======== DATA SHOWN
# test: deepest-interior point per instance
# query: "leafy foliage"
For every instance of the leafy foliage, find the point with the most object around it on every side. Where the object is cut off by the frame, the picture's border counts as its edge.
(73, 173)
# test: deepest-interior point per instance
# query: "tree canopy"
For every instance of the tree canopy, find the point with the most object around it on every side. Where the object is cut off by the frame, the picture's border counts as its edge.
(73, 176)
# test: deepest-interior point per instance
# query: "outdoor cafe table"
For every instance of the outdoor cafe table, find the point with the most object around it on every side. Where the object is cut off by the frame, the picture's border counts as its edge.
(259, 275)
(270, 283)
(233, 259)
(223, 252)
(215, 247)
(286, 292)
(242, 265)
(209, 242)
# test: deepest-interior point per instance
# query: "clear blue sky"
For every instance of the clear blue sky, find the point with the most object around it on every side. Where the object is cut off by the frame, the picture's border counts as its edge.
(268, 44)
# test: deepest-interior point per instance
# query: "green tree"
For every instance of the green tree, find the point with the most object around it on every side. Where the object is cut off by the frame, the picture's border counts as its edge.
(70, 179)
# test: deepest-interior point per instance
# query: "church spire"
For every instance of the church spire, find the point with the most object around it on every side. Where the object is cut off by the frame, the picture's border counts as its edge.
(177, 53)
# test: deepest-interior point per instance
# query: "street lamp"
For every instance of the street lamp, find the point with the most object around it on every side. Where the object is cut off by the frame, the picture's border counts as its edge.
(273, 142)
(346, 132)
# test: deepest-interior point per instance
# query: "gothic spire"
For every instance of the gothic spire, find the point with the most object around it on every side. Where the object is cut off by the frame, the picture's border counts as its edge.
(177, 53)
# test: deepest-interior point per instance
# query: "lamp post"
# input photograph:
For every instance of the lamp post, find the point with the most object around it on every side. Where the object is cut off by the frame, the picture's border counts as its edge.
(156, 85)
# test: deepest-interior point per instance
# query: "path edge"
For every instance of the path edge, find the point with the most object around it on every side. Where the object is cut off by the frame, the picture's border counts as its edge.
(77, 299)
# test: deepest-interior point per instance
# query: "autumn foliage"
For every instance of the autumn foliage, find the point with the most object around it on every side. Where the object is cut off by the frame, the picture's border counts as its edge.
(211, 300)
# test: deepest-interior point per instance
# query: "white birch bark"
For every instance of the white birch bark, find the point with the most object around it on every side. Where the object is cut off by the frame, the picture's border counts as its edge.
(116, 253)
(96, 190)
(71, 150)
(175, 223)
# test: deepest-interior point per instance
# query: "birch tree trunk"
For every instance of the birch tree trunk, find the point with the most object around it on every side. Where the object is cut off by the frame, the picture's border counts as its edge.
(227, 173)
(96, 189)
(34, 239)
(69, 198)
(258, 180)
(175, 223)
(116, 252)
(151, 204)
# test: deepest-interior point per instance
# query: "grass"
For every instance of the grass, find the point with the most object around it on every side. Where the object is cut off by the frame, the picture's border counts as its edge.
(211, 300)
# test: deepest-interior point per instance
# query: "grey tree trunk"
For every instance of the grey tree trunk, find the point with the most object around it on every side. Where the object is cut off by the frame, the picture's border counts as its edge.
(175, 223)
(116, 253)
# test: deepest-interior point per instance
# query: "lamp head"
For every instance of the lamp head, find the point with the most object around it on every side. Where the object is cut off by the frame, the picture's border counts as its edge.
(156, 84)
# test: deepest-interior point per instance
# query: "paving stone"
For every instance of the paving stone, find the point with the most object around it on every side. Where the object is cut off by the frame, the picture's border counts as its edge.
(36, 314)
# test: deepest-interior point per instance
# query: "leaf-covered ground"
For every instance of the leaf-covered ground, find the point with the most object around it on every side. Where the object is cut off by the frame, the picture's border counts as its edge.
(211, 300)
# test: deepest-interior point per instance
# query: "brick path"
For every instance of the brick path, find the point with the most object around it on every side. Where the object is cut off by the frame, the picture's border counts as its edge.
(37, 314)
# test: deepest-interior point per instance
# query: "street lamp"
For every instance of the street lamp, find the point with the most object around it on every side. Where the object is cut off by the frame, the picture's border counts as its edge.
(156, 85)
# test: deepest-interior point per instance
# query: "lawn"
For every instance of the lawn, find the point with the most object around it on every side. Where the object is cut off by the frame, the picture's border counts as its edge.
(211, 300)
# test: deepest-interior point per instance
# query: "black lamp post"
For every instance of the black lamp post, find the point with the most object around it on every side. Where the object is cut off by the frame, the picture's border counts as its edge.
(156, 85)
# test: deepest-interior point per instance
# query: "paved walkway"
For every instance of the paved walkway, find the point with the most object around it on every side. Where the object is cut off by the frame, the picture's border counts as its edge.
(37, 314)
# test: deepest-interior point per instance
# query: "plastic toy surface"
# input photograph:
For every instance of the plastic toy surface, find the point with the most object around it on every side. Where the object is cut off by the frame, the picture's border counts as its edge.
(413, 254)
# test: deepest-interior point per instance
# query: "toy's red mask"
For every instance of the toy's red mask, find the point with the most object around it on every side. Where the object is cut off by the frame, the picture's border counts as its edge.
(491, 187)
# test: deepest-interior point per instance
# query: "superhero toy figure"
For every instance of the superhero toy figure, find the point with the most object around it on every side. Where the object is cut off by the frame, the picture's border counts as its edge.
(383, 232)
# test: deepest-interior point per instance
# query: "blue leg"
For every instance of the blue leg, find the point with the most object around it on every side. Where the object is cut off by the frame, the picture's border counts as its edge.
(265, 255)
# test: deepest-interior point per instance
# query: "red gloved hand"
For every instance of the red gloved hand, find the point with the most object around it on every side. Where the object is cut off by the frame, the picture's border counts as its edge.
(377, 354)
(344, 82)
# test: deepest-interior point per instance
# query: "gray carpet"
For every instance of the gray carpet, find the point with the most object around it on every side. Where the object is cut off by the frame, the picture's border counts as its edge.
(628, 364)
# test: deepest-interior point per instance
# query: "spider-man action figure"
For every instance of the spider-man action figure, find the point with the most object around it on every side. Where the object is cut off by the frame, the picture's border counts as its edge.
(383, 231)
================
Copy each record from above without leaving any out.

▶ FINAL RESULT
# test: deepest-interior point per instance
# query: "leafy foliage"
For every instance of the leafy foliage, find the point with the most object around it on every side. Where the object is cut off by the frame, the picture's border counts as its edge.
(73, 173)
# test: deepest-interior point per instance
# query: "tree canopy"
For every instance of the tree canopy, find the point with the most object around it on every side. Where the object is cut off by the frame, the picture's border counts as its edge.
(73, 176)
# test: deepest-interior point per instance
# query: "outdoor cafe table"
For every instance of the outdoor cafe table, find the point with the most object around it on every side. Where the object is cut off by the frame, the picture's border counts as its edge.
(259, 275)
(270, 283)
(233, 259)
(223, 252)
(215, 247)
(286, 292)
(242, 265)
(209, 242)
# test: deepest-interior point per instance
# query: "clear blue sky"
For every instance of the clear blue sky, find the point with the most object around it on every side. Where the object is cut off by the frame, the picture's border counts as its edge.
(268, 44)
# test: deepest-interior point per instance
# query: "green tree"
For every instance of the green tree, find the point with the most object around it on every side. Where the object is cut off by the frame, the picture's border counts as its edge.
(70, 179)
# test: deepest-interior point per instance
# query: "church spire"
For every instance of the church spire, find the point with the most object around it on every side. Where the object is cut off by the frame, the picture's border counts as its edge.
(177, 53)
# test: deepest-interior point per instance
# query: "street lamp"
For every instance of the street lamp, find the point with the most object around it on every side. Where the object is cut off by the frame, the picture's border counts as its edge.
(273, 142)
(346, 132)
# test: deepest-interior point per instance
# query: "gothic spire"
For every instance of the gothic spire, find the point with the most object around it on every side. Where the object is cut off by the frame, the picture's border counts as its edge.
(177, 53)
# test: deepest-interior point per instance
# query: "lamp post"
# input photograph:
For every instance of the lamp post, find the point with the most object around it on every side. Where the object is cut off by the frame, the picture's border counts as its edge.
(156, 85)
# test: deepest-interior point per instance
# query: "path edge"
For every instance of the path edge, find the point with the most object around it on every side. Where the object is cut off by the frame, the picture's border counts as its edge.
(77, 299)
# test: deepest-interior point per instance
# query: "autumn foliage"
For every instance of the autumn foliage, find the point with the most object around it on every side. Where the object is cut off by the frame, the picture's border counts as its edge.
(211, 300)
# test: deepest-interior point per instance
# query: "white birch bark"
For every instance of the white birch bark, find the point with the most object around it on every side. Where the object is cut off by the frame, the picture's border counts as its edge.
(116, 253)
(96, 190)
(71, 150)
(175, 223)
# test: deepest-interior point per instance
# query: "birch tree trunk"
For every instance of the birch tree trunk, find the point with the most object around it on every side. Where the object is cut off by the frame, the picture's border counts as its edge.
(227, 173)
(96, 189)
(34, 239)
(69, 198)
(258, 180)
(175, 223)
(116, 252)
(151, 204)
# test: deepest-interior point per instance
# query: "grass"
For every instance of the grass, find the point with the most object around it on every side. Where the object is cut off by the frame, the picture's border counts as its edge.
(211, 300)
# test: deepest-interior point per instance
# query: "grey tree trunk"
For every instance of the grey tree trunk, find the point with the most object around it on every side. Where the object is cut off by the frame, the picture's border counts as its edge.
(175, 223)
(116, 253)
# test: deepest-interior point per instance
# query: "lamp head"
For every instance of the lamp head, find the point with the most object around it on every side. Where the object is cut off by the frame, the picture's border counts as its edge.
(156, 84)
# test: deepest-interior point per instance
# query: "paving stone"
For every instance of the paving stone, find the point with the most object around it on every side. Where the object is cut off by the frame, the picture's border counts as its edge.
(36, 314)
# test: deepest-interior point per instance
# query: "leaf-covered ground"
For every instance of the leaf-covered ground, find the point with the most object around it on every side. Where the object is cut off by the frame, the picture's border counts as its edge.
(211, 300)
# test: deepest-interior point per instance
# query: "brick path"
For every instance of the brick path, find the point with the most object around it on every side. Where the object is cut off by the frame, the picture's border counts as its edge.
(37, 314)
# test: deepest-interior point per instance
# query: "street lamp"
For every instance of the street lamp, find the point with the most object around it on every side. Where the object is cut off by the frame, the picture's border counts as its edge.
(156, 85)
# test: deepest-interior point per instance
# query: "lawn"
For every instance of the lawn, find the point with the most object around it on every side. Where the object is cut off by the frame, the picture's border counts as its edge.
(211, 300)
# test: deepest-interior point per instance
# query: "black lamp post"
For every instance of the black lamp post, find the point with the most object around it on every side. Where the object is cut off by the frame, the picture's border counts as its edge.
(156, 85)
# test: deepest-interior point per instance
# query: "paved walkway"
For every instance of the paved walkway, find the point with the most object around it on every side. Where the object is cut off by the frame, the picture's border counts as its edge.
(37, 314)
# test: deepest-interior point per instance
# query: "plastic toy surface"
# input photograph:
For every instance of the plastic toy surface, find the point with the most object around it on every side. Where the object is cut off by the frame, the picture's border counts as its edge.
(413, 254)
# test: deepest-interior point per instance
# query: "toy's red mask"
For every instance of the toy's red mask, find the point with the most object around it on every side. Where the object is cut off by the frame, the picture's border counts as its edge.
(491, 187)
# test: deepest-interior point per instance
# query: "superhero toy figure"
For every instance of the superhero toy figure, find the point with the most object around it on every side. Where the object is cut off by the frame, the picture's border counts as its edge.
(383, 232)
# test: deepest-interior point per instance
# query: "blue leg"
For every instance of the blue leg, find the point with the most object around it on every side. Where the object is cut off by the frame, the picture's border counts as its edge.
(265, 255)
# test: deepest-interior point per instance
# query: "red gloved hand"
For every instance of the red gloved hand, find the point with the most object around it on every side. Where the object is cut off by the frame, the picture's border counts as its edge.
(377, 354)
(344, 82)
# test: deepest-interior point per instance
# query: "gray carpet"
For every instance of the gray carpet, find the point with the most object around it on every side. Where the object is cut off by the frame, the picture's border counts as its edge.
(628, 364)
# test: deepest-interior point per instance
# query: "spider-man action figure"
For every instance of the spider-man action figure, find the point with the most object around it on every side. Where the object is cut off by the frame, the picture's border counts as its edge.
(383, 231)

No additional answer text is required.